GOAL OF THE EXERCISE:
Return the part of the hockey lineup text that begins at the words "Conversely, if the" and stops after "up that pairing.", copied character for character.

Olofsson is not that guy.
Granato is caught in a potential catch-22, though, if he decides to put Tuch on the top line while moving Victor Olofsson and others down the depth chart. The coach's plan heading into the season was clearly to spread out the talent across several lines while mixing offensive and defensive attributes on each of the four forward lines. By centralizing the talent on the top line, they could end up with a (Jason Botterill voice) “situation where… they have some combination of Jack Quinn, Casey Mittelstadt and Peyton Krebs playing limited fourth-line minutes.
We’ve seen this movie before; Mittelstadt centering Jimmy Vesey and Conor Sheary comes to mind first. Condensing the best talent on the team at the top often leads to certain pieces being cast aside and lumped into a hodgepodge of pieces that don’t necessarily make sense together but are forced together because the team doesn’t know what else to do with them.
Conversely, if the team doesn’t centralize talent – I’m looking at you, Ralph Krueger and your unwillingness to play Jeffrey “not-in-the-dog-house… Skinner with Jack Eichel – then the team risks having precisely zero lines that are clicking well. One potential move to solve this quandary would be to elevate JJ Peterka to the top-line RW spot where he could play his high-octane style in a similar role to what Tuch brought there last year. The downside is that Peterka and Cozens seem to be forming a good connection early on and it would be a shame to break up that pairing.
Also, as an aside, it’s interesting that Krebs was rotating into the lineup as an extra considering his relatively decent counting stats and advanced numbers. The shifty forward had a beautiful assist against Ottawa and he finds himself with a 2.46 xG/60 with a 1.75 xGA/60 in the early going this year. Seems good enough to be in the lineup.

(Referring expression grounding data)
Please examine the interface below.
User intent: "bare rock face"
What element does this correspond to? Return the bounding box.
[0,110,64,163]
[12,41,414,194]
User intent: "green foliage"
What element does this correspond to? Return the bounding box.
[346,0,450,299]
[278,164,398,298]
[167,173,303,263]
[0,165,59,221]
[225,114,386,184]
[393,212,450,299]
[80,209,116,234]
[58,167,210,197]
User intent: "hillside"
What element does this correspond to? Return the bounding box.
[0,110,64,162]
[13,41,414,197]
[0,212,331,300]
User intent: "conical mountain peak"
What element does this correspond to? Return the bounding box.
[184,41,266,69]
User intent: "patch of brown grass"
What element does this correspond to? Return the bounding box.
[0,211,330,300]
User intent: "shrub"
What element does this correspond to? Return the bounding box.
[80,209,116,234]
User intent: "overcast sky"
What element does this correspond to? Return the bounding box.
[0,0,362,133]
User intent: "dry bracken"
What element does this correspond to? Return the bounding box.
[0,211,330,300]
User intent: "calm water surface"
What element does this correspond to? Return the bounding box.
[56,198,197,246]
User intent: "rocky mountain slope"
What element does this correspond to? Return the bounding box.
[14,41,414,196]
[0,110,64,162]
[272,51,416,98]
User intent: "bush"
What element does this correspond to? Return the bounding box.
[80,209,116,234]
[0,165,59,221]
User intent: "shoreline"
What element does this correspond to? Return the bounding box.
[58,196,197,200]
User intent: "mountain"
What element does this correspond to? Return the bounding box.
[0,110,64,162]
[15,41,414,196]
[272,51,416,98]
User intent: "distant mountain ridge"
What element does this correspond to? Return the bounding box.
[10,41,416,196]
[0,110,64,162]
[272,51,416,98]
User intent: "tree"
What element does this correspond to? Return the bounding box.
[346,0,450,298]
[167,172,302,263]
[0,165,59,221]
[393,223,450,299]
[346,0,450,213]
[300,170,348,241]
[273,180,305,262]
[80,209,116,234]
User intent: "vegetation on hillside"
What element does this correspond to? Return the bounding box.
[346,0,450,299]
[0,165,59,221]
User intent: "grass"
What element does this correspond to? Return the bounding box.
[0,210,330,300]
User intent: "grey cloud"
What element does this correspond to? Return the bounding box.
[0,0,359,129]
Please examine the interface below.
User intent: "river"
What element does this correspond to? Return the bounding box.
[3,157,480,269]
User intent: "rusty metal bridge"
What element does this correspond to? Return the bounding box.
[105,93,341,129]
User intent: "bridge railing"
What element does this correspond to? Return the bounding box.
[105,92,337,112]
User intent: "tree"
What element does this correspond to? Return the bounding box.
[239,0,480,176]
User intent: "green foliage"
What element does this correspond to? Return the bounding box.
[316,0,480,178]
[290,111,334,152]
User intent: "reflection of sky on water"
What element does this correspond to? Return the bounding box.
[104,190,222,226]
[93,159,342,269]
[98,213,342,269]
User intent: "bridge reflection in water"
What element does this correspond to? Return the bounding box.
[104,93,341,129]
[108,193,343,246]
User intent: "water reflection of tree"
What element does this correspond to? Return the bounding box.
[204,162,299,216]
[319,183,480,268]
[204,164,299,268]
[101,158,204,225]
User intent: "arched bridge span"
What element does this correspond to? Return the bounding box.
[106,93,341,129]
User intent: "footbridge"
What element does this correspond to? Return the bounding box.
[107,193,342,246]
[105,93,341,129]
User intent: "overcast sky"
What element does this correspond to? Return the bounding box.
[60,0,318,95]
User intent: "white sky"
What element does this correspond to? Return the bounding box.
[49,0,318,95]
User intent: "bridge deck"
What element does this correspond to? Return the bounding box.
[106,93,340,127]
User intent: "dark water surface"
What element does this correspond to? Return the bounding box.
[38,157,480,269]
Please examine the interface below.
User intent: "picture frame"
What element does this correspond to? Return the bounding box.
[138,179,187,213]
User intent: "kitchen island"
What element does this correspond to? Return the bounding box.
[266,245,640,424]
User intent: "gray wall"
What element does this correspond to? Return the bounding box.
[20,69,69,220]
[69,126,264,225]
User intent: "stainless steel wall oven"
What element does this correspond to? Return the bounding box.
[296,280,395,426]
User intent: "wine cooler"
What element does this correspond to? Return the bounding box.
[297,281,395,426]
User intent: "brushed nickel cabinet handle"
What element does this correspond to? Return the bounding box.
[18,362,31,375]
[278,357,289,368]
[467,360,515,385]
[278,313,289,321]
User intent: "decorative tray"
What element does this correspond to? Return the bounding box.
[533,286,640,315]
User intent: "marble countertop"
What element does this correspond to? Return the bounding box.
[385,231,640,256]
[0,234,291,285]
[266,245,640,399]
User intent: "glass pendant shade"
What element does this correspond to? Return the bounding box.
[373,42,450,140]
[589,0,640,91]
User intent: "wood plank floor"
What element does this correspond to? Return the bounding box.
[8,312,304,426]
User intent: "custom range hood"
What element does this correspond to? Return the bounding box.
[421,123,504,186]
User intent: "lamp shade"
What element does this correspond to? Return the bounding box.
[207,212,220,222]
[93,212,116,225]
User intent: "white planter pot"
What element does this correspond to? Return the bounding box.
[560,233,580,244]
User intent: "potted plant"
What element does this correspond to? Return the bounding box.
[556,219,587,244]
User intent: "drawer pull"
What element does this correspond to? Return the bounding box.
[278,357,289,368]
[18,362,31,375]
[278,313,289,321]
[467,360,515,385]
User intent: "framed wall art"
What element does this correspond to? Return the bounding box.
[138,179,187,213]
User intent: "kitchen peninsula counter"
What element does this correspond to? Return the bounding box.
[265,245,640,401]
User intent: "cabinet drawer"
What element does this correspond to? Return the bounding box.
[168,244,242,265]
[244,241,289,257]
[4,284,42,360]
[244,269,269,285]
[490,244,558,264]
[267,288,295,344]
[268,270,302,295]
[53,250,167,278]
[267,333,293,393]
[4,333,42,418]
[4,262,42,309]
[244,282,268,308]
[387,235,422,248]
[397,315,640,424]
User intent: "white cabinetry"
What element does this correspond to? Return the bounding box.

ANSWER BELOW:
Conversely, if the team doesn’t centralize talent – I’m looking at you, Ralph Krueger and your unwillingness to play Jeffrey “not-in-the-dog-house… Skinner with Jack Eichel – then the team risks having precisely zero lines that are clicking well. One potential move to solve this quandary would be to elevate JJ Peterka to the top-line RW spot where he could play his high-octane style in a similar role to what Tuch brought there last year. The downside is that Peterka and Cozens seem to be forming a good connection early on and it would be a shame to break up that pairing.